WHAT TO WORK ON
1. In the thread on high-precision date/time in SQLite, what does the quoted documentation say the calendrical calculations always assume?
2. In the SQLite date/time thread, restate the paragraph beginning "I do think the documentation could be a little clearer" more briefly, keeping its main facts.
3. Carry on the SQLite date/time thread from the point where it stops.

Show HN: High-precision date/time in SQLite

Show HN: High-precision date/time in SQLite(antonz.org)

274 points by nalgeon 1 year ago | 68 comments

alberth 1 year ago |

Does this handle the special case of timezone changes (and local time discontinuity) that Jon Skeet famously documented?

https://stackoverflow.com/questions/6841333/why-is-subtracti...

And computerphile explains so well in their 10-min video:

https://www.youtube.com/watch?v=-5wpm-gesOY

---

I've long ago learned to never build my own Date/Time nor Encryption libraries. There's endless edge cases that can bite you hard.

(Which is also why I'm skeptical when I encounter new such libraries)

sltkr 1 year ago | |

This library doesn't deal with the notion of local time at all. It's all UTC-based times, possibly with a user-supplied timezone offset, but then the hard part of calculating the timezone offset must be done by the caller.

I do think the documentation could be a little clearer. The author talks about “time zones” but the library only deals with time zone offsets. (A time zone is something like America/New_York, while a time zone offset is the difference to UTC time, which is -14400 seconds for New York today, but will be -18000 in a few months due to daylight saving time changes.)

Someone 1 year ago | | |

> It's all UTC-based times

Not even that. UTC has leap seconds, which this code doesn’t handle (FTA: “The calendrical calculations always assume a Gregorian calendar, with no leap seconds”)

It copies that from the golang time package, which makes the same claim (https://pkg.go.dev/time)

That makes life a lot simpler for the implementer, but doesn’t that mean you can only reliably use these two libraries for computing with durations, not with moments in time or vice versa? The moment you start mapping these times to real world clocks and adding durations to them, you run the risk of getting small (up to about half a minute, at the moment) inconsistencies.

DATA RECORDS
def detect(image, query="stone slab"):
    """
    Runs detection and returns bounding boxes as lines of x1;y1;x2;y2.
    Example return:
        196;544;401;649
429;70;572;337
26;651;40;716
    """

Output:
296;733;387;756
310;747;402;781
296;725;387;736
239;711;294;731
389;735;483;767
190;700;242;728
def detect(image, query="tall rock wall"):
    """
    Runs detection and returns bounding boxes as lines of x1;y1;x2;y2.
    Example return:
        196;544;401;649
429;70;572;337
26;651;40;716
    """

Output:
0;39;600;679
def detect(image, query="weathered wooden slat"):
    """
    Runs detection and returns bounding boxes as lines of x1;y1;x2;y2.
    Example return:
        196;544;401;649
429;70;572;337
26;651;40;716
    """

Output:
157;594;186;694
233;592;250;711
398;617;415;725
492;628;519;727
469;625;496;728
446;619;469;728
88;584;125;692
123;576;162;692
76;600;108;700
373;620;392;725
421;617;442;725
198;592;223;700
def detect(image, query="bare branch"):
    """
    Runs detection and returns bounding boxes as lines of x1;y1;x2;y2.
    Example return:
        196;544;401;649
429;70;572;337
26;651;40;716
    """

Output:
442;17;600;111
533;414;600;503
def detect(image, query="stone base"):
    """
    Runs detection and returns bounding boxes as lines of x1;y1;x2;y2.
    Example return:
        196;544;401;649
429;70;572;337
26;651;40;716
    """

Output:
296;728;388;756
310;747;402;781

FINAL ANSWERS
1. They always assume a Gregorian calendar with no leap seconds.

2. The documentation mentions "time zones," but the library handles only time zone offsets. A time zone is a region such as America/New_York. An offset is the difference from UTC. For New York that is -14400 seconds today, but it will be -18000 in a few months because of daylight saving time.

3.
nalgeon 1 year ago | | |

Thanks for the suggestion! True, only fixed offsets are supported, not timezone names.

akira2501 1 year ago | | |

> A time zone is something like America/New_York

It's US/Eastern. Paul Eggert can call this a "deprecated compatibility time" all he wants, but "Eastern Time Zone" is the official name of the time zone as maintained by the civil time keeping authority.

mynameisash 1 year ago |

I find the three different time representations/sizes curious (eg, what possible use case would need nanosecond precision over a span of billions of years?). More confusing is that there's pretty extreme time granularity, but only ±290 years range with nanosecond precision for time durations?

michaelt 1 year ago | |

> what possible use case would need nanosecond precision over a span of billions of years?

Once you've decided you're using nanosecond precision, a 64-bit representation can only cover 584 years which ain't enough. You really want at least 2 more bits, so you can represent 2024 years.

But once you're adding on 2 bits, why not just add on 16 or even 32? Then your library can cover the needs of everyone from people calculating how it takes light to travel 30cm, to people calculating the age of the universe.

That's how I imagine the design decisions went, anyway :)

Of course you can't really provide sub-second accuracy without leapsecond support and what does pre-human-civilisation leapsecond support even mean?

nalgeon 1 year ago | |

It works very well for me and thousands of other Go developers. That's why I chose this approach.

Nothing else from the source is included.